PROBLEM REQUIREMENTS: Give back all the data below exactly as it is shown.

Region pointing data

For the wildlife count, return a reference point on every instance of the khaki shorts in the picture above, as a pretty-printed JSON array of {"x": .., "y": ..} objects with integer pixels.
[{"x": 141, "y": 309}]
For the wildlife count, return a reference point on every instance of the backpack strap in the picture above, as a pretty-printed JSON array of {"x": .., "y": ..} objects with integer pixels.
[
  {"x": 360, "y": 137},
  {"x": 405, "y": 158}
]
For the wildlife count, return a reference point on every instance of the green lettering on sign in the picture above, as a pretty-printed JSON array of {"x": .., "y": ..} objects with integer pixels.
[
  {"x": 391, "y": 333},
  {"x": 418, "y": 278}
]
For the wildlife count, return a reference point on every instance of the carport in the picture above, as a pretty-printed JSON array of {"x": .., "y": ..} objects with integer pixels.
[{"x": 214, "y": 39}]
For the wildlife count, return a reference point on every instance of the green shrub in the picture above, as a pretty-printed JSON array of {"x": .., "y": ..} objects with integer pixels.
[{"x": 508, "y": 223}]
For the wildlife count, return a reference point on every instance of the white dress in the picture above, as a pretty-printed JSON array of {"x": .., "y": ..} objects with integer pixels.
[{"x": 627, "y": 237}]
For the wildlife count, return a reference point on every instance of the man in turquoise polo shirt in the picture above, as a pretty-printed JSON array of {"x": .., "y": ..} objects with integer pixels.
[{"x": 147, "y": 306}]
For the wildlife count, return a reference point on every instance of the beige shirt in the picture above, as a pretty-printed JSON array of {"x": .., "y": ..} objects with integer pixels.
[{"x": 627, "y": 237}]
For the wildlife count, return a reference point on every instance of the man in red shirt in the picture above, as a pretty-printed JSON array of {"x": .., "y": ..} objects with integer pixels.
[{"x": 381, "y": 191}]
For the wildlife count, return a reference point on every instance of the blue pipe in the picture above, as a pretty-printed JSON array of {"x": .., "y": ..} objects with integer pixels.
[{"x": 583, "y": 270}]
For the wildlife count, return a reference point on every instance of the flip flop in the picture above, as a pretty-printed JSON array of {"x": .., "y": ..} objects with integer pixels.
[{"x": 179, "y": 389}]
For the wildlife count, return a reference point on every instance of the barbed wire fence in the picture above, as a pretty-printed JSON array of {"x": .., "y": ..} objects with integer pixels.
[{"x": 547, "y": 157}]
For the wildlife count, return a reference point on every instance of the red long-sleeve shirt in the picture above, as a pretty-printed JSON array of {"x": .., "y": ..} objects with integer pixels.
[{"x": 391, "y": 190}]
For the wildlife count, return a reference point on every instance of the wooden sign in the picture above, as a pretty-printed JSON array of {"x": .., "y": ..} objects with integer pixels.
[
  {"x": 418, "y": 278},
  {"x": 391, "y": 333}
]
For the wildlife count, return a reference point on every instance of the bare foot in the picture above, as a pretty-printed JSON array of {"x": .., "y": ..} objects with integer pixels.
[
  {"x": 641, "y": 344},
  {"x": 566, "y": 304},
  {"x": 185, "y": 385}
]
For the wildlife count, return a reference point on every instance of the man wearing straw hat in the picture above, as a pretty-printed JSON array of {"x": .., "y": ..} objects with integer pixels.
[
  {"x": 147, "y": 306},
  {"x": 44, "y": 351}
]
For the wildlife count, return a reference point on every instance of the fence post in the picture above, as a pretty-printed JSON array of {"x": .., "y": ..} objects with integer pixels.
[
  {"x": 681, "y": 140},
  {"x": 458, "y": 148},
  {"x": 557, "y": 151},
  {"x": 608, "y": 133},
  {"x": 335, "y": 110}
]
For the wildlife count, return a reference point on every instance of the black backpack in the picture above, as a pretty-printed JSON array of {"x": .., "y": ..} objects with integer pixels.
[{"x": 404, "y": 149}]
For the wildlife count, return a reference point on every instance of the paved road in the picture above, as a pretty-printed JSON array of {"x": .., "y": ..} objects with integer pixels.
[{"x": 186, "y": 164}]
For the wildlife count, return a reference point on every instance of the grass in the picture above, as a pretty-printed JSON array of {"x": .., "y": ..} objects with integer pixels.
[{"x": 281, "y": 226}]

SOLVED EXERCISE:
For the wildlife count, return a reference point on every instance of the khaki shorts in the picture above, as a pretty-printed JSON array of {"x": .., "y": ..} objects with integer pixels.
[{"x": 141, "y": 309}]
For the wildlife count, return a reference point on every instance of the backpack strap in the picture above, as a pretty-printed JSON array of {"x": .., "y": ..} objects with integer pixels.
[
  {"x": 360, "y": 137},
  {"x": 405, "y": 158}
]
For the wildlife count, return a reference point on every instance of the green lettering on sign in the picture above, as a pretty-printed JSON array of {"x": .., "y": ..} objects with integer pixels.
[
  {"x": 391, "y": 333},
  {"x": 418, "y": 278}
]
For the wildlife count, return a reference point on every instance of the carport in the picture above, as a pretty-printed JSON array of {"x": .., "y": ..} objects with integer pixels.
[{"x": 214, "y": 39}]
For the wildlife count, return a reference point on every instance of the green shrub in the picture above, as a pretty-printed JSON array of {"x": .., "y": ..} objects with integer pixels.
[{"x": 508, "y": 223}]
For the wildlife count, return a reference point on every instance of the white dress in the picture above, as a pretty-printed JSON array of {"x": .., "y": ..} objects with integer pixels.
[{"x": 627, "y": 237}]
For the wildlife count, return a reference point on every instance of the man in turquoise polo shirt in the picture above, as a pretty-printed JSON array of {"x": .., "y": ..} objects with integer pixels.
[{"x": 147, "y": 306}]
For the wildlife count, return a reference point on every instance of the beige shirt in the picture above, as a pretty-printed JSON array of {"x": .., "y": ..} objects with integer pixels.
[{"x": 627, "y": 237}]
For the wildlife count, return a reference point on every instance of the man in red shirt in the picture above, as a pretty-printed JSON array of {"x": .., "y": ..} objects with integer pixels.
[{"x": 381, "y": 191}]
For the wildlife count, return a reference point on every instance of the blue pipe in the picture above, as a pretty-printed JSON array of {"x": .., "y": ..} objects with integer pixels.
[{"x": 583, "y": 270}]
For the wildlife count, return a reference point on every instance of the flip flop in the picture above, as a pretty-printed JSON array of {"x": .., "y": ..} objects with integer pixels.
[{"x": 179, "y": 389}]
For the wildlife count, return a reference point on every instance of the barbed wire fence in the picture above, as a pretty-printed JSON array of {"x": .., "y": ..} objects with integer pixels.
[{"x": 547, "y": 157}]
For the wildlife count, return a reference point on every instance of the red long-sleeve shirt in the picture above, as a pretty-printed JSON array of {"x": .., "y": ..} objects with integer pixels.
[{"x": 391, "y": 190}]
For the wildlife count, return a reference point on every instance of the wooden sign in the picture above, as a pretty-printed JSON array of {"x": .., "y": ..} objects with integer pixels.
[
  {"x": 418, "y": 278},
  {"x": 391, "y": 333}
]
For the wildlife count, return a reference point on every instance of the bare foot in the picture above, as a pretty-printed JSON array of {"x": .., "y": ..} objects with integer pixels.
[
  {"x": 641, "y": 344},
  {"x": 566, "y": 304},
  {"x": 185, "y": 385}
]
For the wildlife count, return a reference point on every instance of the man wearing straw hat in the picture above, as a pretty-printed JSON array of {"x": .., "y": ..} objects with integer pixels.
[
  {"x": 147, "y": 306},
  {"x": 44, "y": 351}
]
For the wildlife count, return a reference point on every instance of the fence post in the picture above, as a pretty-printed JSON array of {"x": .., "y": ..} objects with integer pixels.
[
  {"x": 681, "y": 140},
  {"x": 458, "y": 148},
  {"x": 557, "y": 151},
  {"x": 608, "y": 133},
  {"x": 335, "y": 110}
]
For the wildlife count, return a reference point on every instance of the black backpack in the picture above, as a pretty-printed JSON array of {"x": .., "y": ..} objects with integer pixels.
[{"x": 404, "y": 149}]
For the wildlife count, return a reference point on every instance of the paved road in the picture above, as a pretty-printed JSON array of {"x": .., "y": ..} objects with integer pixels.
[{"x": 186, "y": 164}]
For the wildlife count, return a reference point on every instance of the grass in the picture above, as a pretty-printed JSON array of {"x": .., "y": ..} objects with integer pixels.
[{"x": 281, "y": 226}]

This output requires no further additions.